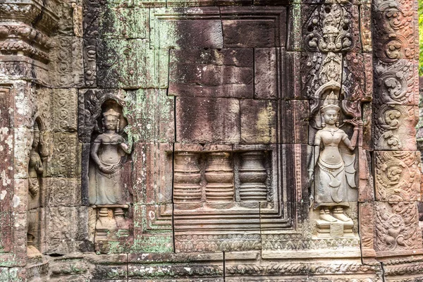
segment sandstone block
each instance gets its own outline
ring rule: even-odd
[[[378,256],[422,253],[422,230],[415,202],[375,202]]]
[[[42,178],[44,207],[73,207],[81,202],[80,179],[64,177]]]
[[[95,87],[97,86],[97,39],[95,38],[85,38],[83,44],[82,56],[84,59],[85,86]]]
[[[373,96],[372,72],[371,54],[350,52],[344,56],[342,77],[344,99],[371,101]]]
[[[176,141],[238,143],[240,102],[226,98],[176,98]]]
[[[373,104],[372,140],[376,150],[415,151],[418,107]]]
[[[54,89],[50,97],[51,129],[54,131],[76,131],[78,90]]]
[[[165,90],[145,89],[129,91],[135,99],[131,128],[134,142],[172,142],[175,139],[175,98]]]
[[[51,51],[51,83],[56,87],[84,85],[82,39],[58,37]]]
[[[384,5],[373,5],[374,56],[391,63],[400,59],[418,59],[417,12],[403,6],[393,16]]]
[[[252,98],[251,49],[171,51],[169,95]]]
[[[133,190],[138,204],[172,202],[171,144],[137,143],[133,154]]]
[[[146,39],[99,39],[97,85],[111,88],[167,86],[168,52],[150,49]]]

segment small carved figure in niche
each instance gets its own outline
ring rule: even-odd
[[[34,123],[33,140],[30,152],[30,160],[28,163],[28,192],[30,196],[28,201],[28,210],[32,209],[31,216],[28,216],[28,227],[27,231],[27,244],[28,257],[39,256],[41,254],[35,247],[37,241],[36,235],[38,234],[39,221],[37,212],[34,209],[39,207],[39,178],[44,173],[43,159],[48,156],[43,133],[40,132],[40,127],[37,121]]]
[[[39,129],[37,122],[34,124],[34,140],[30,152],[30,162],[28,165],[28,188],[30,195],[33,199],[39,190],[39,181],[38,178],[42,176],[44,168],[41,157],[47,157],[44,152],[44,140],[42,135],[39,133]]]
[[[130,154],[130,149],[119,134],[120,116],[114,109],[103,113],[103,133],[95,138],[91,147],[95,168],[90,176],[90,202],[99,208],[97,229],[128,229],[121,174],[122,157]],[[109,208],[114,209],[116,223],[111,220],[114,213]]]
[[[359,128],[362,125],[357,119],[344,121],[354,125],[350,140],[339,128],[340,111],[338,98],[332,91],[320,109],[323,128],[316,133],[314,160],[309,167],[310,181],[314,183],[314,208],[320,207],[320,219],[329,222],[351,220],[344,214],[344,209],[349,205],[348,187],[356,188],[355,154],[352,152],[355,149]],[[341,150],[343,146],[346,147],[346,152]]]

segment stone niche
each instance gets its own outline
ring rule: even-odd
[[[422,279],[415,2],[0,2],[0,281]]]

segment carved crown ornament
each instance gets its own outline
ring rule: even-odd
[[[304,26],[304,45],[310,51],[338,52],[354,49],[357,35],[352,28],[351,6],[317,5]]]

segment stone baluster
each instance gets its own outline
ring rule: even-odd
[[[241,201],[266,201],[267,173],[264,166],[263,152],[247,152],[241,154],[241,158],[239,170]]]
[[[207,202],[233,200],[233,169],[227,152],[209,153],[205,171]]]
[[[176,153],[173,169],[173,201],[201,202],[200,180],[198,154],[190,152]]]

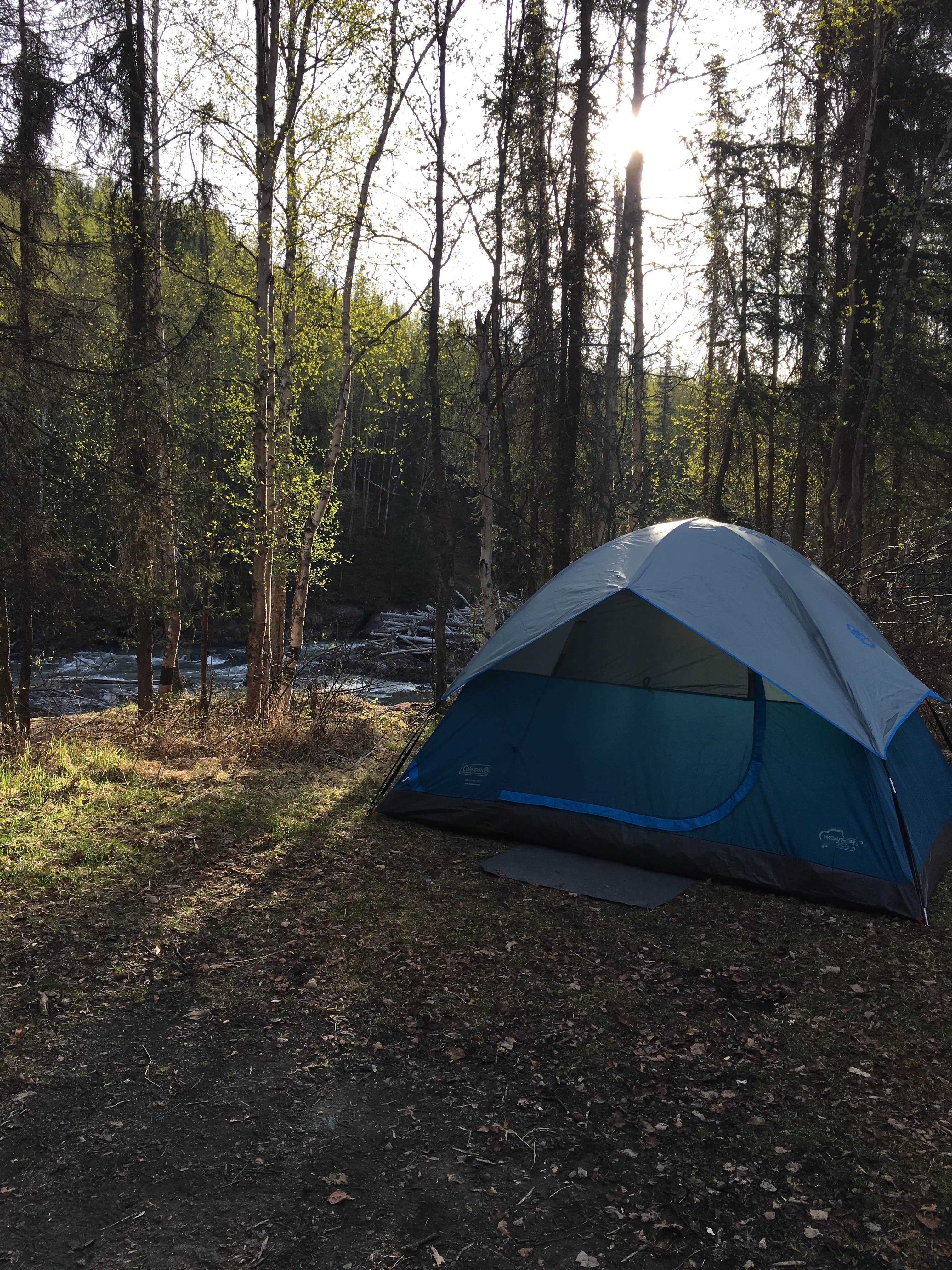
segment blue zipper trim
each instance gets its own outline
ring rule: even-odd
[[[514,790],[500,790],[500,803],[528,803],[532,806],[551,806],[556,812],[578,812],[583,815],[600,815],[605,820],[621,820],[622,824],[636,824],[641,829],[666,829],[670,833],[685,833],[691,829],[703,829],[729,815],[741,799],[745,799],[757,785],[763,766],[764,730],[767,726],[767,696],[764,681],[757,676],[754,690],[754,743],[750,749],[750,765],[744,780],[729,799],[712,812],[702,815],[668,818],[660,815],[640,815],[637,812],[622,812],[614,806],[599,806],[597,803],[576,803],[567,798],[550,798],[547,794],[517,794]]]

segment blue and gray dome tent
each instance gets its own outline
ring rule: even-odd
[[[388,815],[925,918],[937,696],[782,542],[689,519],[556,574],[451,685]]]

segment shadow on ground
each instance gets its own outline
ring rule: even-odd
[[[627,909],[372,784],[198,782],[160,867],[14,904],[8,1264],[952,1265],[947,890]]]

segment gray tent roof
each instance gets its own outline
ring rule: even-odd
[[[882,758],[919,702],[938,696],[810,560],[763,533],[704,519],[652,525],[575,560],[484,644],[447,695],[626,588]]]

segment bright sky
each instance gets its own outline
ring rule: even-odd
[[[188,135],[188,112],[194,104],[213,100],[218,110],[228,112],[232,121],[231,142],[218,145],[206,157],[204,170],[218,185],[223,208],[235,224],[251,227],[254,217],[253,183],[249,171],[236,159],[244,132],[253,132],[253,119],[242,108],[232,85],[253,83],[250,66],[251,25],[248,0],[207,0],[198,20],[223,33],[226,75],[201,67],[201,42],[194,32],[184,29],[182,10],[169,8],[162,36],[162,91],[169,98],[164,133],[169,144],[164,151],[164,183],[183,190],[201,168],[201,147],[194,131]],[[168,5],[169,0],[164,0]],[[635,137],[645,154],[645,301],[649,364],[660,364],[664,345],[671,342],[675,359],[694,361],[699,324],[699,273],[704,265],[704,244],[701,232],[702,201],[699,180],[687,141],[699,126],[707,109],[704,64],[716,52],[724,55],[730,67],[730,83],[745,91],[754,90],[765,79],[764,32],[759,13],[739,0],[713,0],[706,5],[694,0],[678,23],[671,39],[671,53],[678,67],[674,83],[654,97],[654,62],[668,34],[666,14],[659,0],[652,0],[645,88],[649,93],[642,116],[633,132],[631,110],[626,103],[616,108],[617,76],[607,76],[599,85],[599,105],[604,121],[593,138],[594,168],[602,179],[611,180],[614,170],[627,161]],[[550,18],[560,9],[550,0]],[[447,157],[459,183],[466,185],[466,169],[473,159],[486,152],[481,98],[493,84],[501,52],[501,0],[465,0],[457,18],[454,56],[448,75],[451,104]],[[603,38],[611,38],[607,29]],[[220,55],[221,56],[221,55]],[[565,72],[570,72],[571,51],[564,48]],[[198,69],[197,69],[198,67]],[[626,58],[625,94],[631,93],[631,66]],[[426,69],[433,83],[433,65]],[[321,88],[329,108],[336,97],[345,94],[341,84]],[[754,107],[758,94],[754,91]],[[406,112],[391,137],[391,154],[378,170],[372,201],[372,221],[378,230],[388,231],[376,241],[366,241],[362,260],[376,276],[385,293],[404,302],[419,293],[429,276],[432,221],[428,206],[429,152],[420,141],[420,124],[425,119],[425,103],[418,94],[415,114]],[[218,142],[226,130],[216,130]],[[237,140],[236,140],[237,138]],[[341,138],[343,140],[343,138]],[[367,142],[368,144],[368,142]],[[80,147],[72,133],[63,133],[58,142],[60,161],[80,161]],[[248,149],[248,147],[246,147]],[[315,199],[325,215],[347,202],[347,188],[334,174],[310,171]],[[454,197],[452,182],[447,198]],[[355,197],[353,187],[350,199]],[[486,306],[489,265],[476,235],[465,222],[462,203],[457,199],[454,222],[448,239],[453,243],[444,268],[446,305],[461,314],[472,314]],[[399,239],[399,241],[396,240]],[[319,259],[336,272],[343,268],[343,235],[315,243]]]

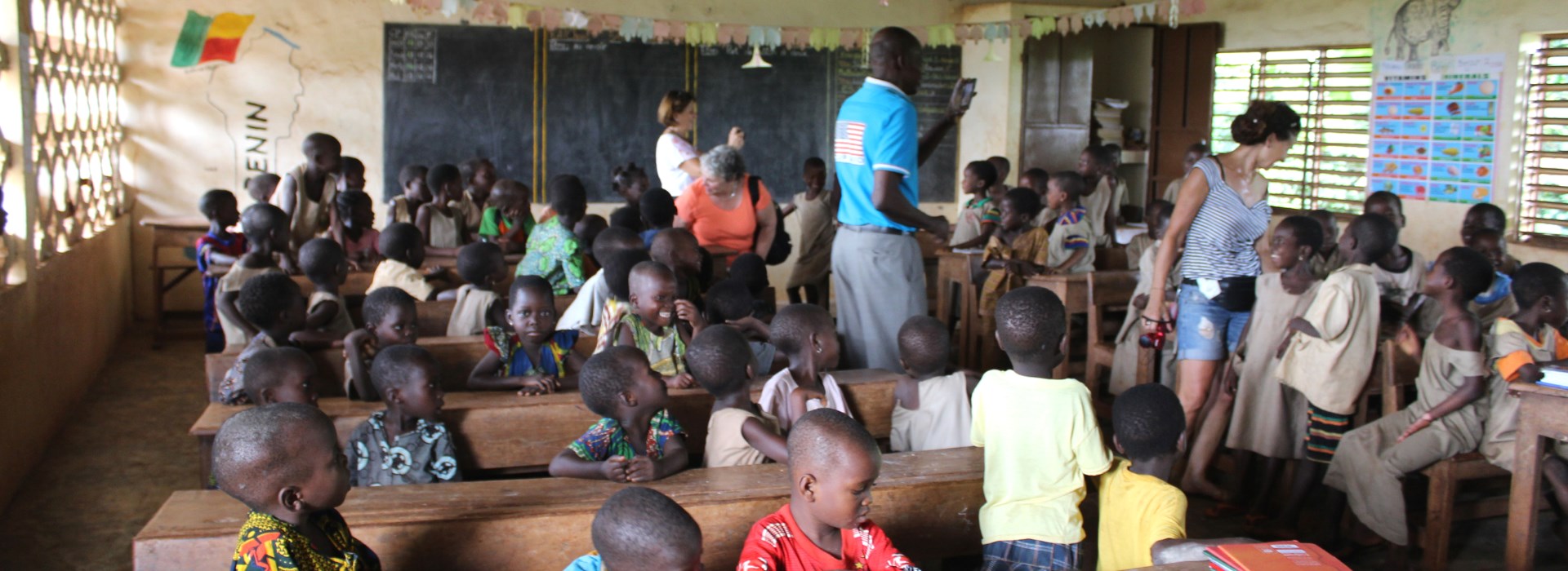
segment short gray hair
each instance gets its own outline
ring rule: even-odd
[[[718,180],[740,180],[746,175],[746,160],[740,156],[740,149],[718,145],[702,155],[702,175]]]

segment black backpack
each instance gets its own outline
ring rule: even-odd
[[[762,199],[762,192],[759,191],[760,186],[762,177],[746,177],[746,189],[751,191],[753,211],[757,208],[757,200]],[[767,261],[768,266],[782,264],[784,260],[789,260],[790,250],[795,249],[795,244],[790,242],[789,232],[784,232],[784,211],[779,210],[778,202],[773,203],[773,219],[778,221],[775,222],[773,230],[773,247],[768,249],[768,255],[762,260]],[[760,228],[757,232],[760,233]],[[756,235],[751,235],[751,239],[756,241]]]

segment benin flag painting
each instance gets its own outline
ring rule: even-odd
[[[174,44],[174,58],[169,66],[190,67],[209,61],[234,63],[235,52],[240,50],[240,38],[251,27],[256,16],[223,13],[218,16],[201,16],[185,11],[185,27],[180,28],[180,41]]]

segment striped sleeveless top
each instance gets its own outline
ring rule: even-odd
[[[1269,200],[1247,206],[1242,196],[1225,183],[1220,161],[1209,156],[1195,166],[1209,178],[1209,196],[1187,230],[1181,275],[1187,278],[1221,280],[1262,274],[1262,261],[1253,247],[1269,230]]]

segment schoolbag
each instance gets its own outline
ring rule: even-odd
[[[759,189],[760,186],[762,186],[762,177],[746,177],[746,189],[751,192],[753,211],[756,211],[757,208],[757,200],[762,199],[762,192]],[[773,246],[768,247],[768,255],[762,260],[768,266],[782,264],[784,260],[789,260],[790,250],[795,249],[795,244],[792,244],[790,241],[789,232],[784,232],[784,213],[779,210],[778,202],[773,203],[773,216],[775,216],[773,219],[778,221],[773,224],[775,227]],[[757,233],[760,233],[760,228],[757,230]],[[757,235],[751,235],[751,239],[756,241]]]

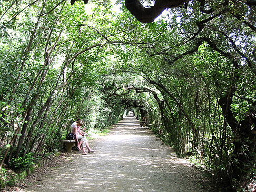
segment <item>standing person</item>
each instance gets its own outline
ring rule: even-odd
[[[88,149],[88,153],[93,153],[94,151],[92,150],[90,147],[88,140],[85,136],[86,135],[88,136],[88,134],[83,132],[81,129],[81,126],[84,125],[84,122],[83,119],[78,119],[71,125],[71,133],[75,134],[75,139],[77,142],[77,148],[80,150],[81,150],[81,146],[82,145],[83,154],[86,155],[87,153],[85,151],[85,147]],[[80,140],[80,142],[79,140]]]

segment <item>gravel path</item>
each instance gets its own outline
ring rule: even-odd
[[[23,191],[212,191],[202,174],[127,118],[90,142],[94,154],[76,152]]]

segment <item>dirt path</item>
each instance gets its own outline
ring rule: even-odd
[[[71,155],[22,191],[212,191],[198,170],[133,118],[90,144],[94,154]]]

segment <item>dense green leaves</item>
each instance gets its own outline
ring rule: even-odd
[[[245,188],[255,160],[255,10],[203,2],[145,24],[111,1],[1,2],[4,163],[61,150],[77,118],[93,133],[132,110],[178,154]]]

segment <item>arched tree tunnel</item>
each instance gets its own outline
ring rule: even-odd
[[[127,109],[179,155],[247,190],[255,2],[1,1],[0,169],[63,149],[78,118],[92,134]]]

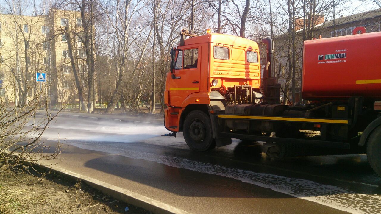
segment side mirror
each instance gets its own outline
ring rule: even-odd
[[[171,73],[174,73],[174,68],[176,67],[176,62],[174,61],[174,57],[176,56],[176,48],[172,47],[171,48],[171,65],[170,69]]]

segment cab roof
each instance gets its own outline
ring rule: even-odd
[[[259,50],[258,44],[253,41],[239,37],[222,34],[210,34],[197,36],[184,40],[184,43],[185,45],[200,43],[213,43],[239,46],[256,50]]]

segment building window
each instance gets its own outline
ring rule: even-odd
[[[69,88],[69,81],[67,80],[64,80],[64,87],[65,88]]]
[[[78,56],[81,58],[86,57],[86,51],[85,50],[78,50],[77,51],[78,53]]]
[[[41,33],[43,34],[49,34],[50,32],[50,29],[49,26],[43,25],[41,26]]]
[[[81,36],[78,34],[77,36],[77,47],[83,47],[83,42]]]
[[[61,26],[69,26],[69,19],[61,18]]]
[[[24,33],[27,33],[28,32],[28,25],[27,24],[24,24]]]
[[[82,26],[82,19],[80,18],[77,19],[77,26]]]
[[[43,42],[42,43],[42,50],[48,50],[48,42]]]
[[[50,65],[50,58],[46,58],[46,57],[44,57],[44,65]]]
[[[70,73],[70,66],[64,66],[64,73]]]
[[[62,51],[62,56],[64,58],[69,57],[69,53],[67,50],[63,50]]]
[[[66,40],[66,35],[65,34],[62,34],[62,42],[67,42],[67,40]]]

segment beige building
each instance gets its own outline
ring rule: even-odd
[[[86,80],[81,20],[79,12],[54,8],[48,16],[0,14],[1,97],[17,105],[41,91],[52,107],[77,100],[64,29],[68,26],[72,37],[80,79]],[[46,73],[46,83],[36,81],[37,73]],[[85,91],[87,81],[81,81]]]
[[[316,19],[318,22],[314,29],[314,37],[328,38],[333,36],[341,36],[351,35],[353,29],[357,27],[364,26],[367,32],[376,32],[381,30],[381,9],[368,11],[354,14],[347,16],[342,16],[333,20],[325,20],[323,17],[319,16]],[[303,19],[297,19],[296,23],[299,25],[296,26],[296,102],[299,100],[301,91],[301,73],[303,60],[303,40],[302,37]],[[288,53],[287,53],[287,37],[286,34],[277,36],[274,38],[274,53],[275,58],[275,76],[278,77],[278,81],[282,88],[286,85],[288,72]],[[266,57],[266,54],[262,54],[261,59]],[[261,60],[262,61],[262,60]],[[291,82],[289,82],[290,91],[288,97],[292,97]],[[283,96],[283,93],[282,96]]]

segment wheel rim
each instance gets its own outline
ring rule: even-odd
[[[205,139],[206,134],[205,125],[199,120],[192,122],[189,127],[190,137],[196,142],[202,142]]]

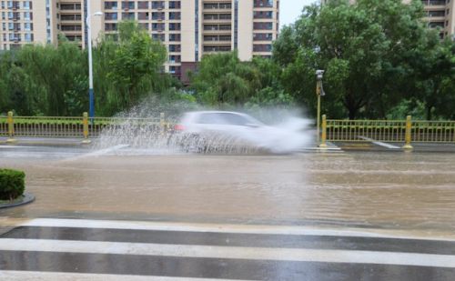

--------------------------------

JOB:
Could you rewrite the rows from the start down through the line containing "[[[176,141],[238,143],[240,102],[226,98],[176,98]]]", changing "sandstone block" to "limestone block" and keeping everything else the same? Omit the pictures.

TASK OUTPUT:
segment limestone block
each instance gets its own outline
ring rule: even-odd
[[[378,256],[422,253],[422,230],[415,202],[375,202]]]
[[[42,178],[44,207],[73,207],[81,202],[80,179],[64,177]]]
[[[95,87],[97,86],[97,39],[95,38],[85,38],[83,44],[82,56],[84,59],[85,86]]]
[[[373,96],[372,72],[371,54],[350,52],[344,56],[342,77],[344,99],[371,101]]]
[[[176,141],[238,143],[240,102],[226,98],[176,98]]]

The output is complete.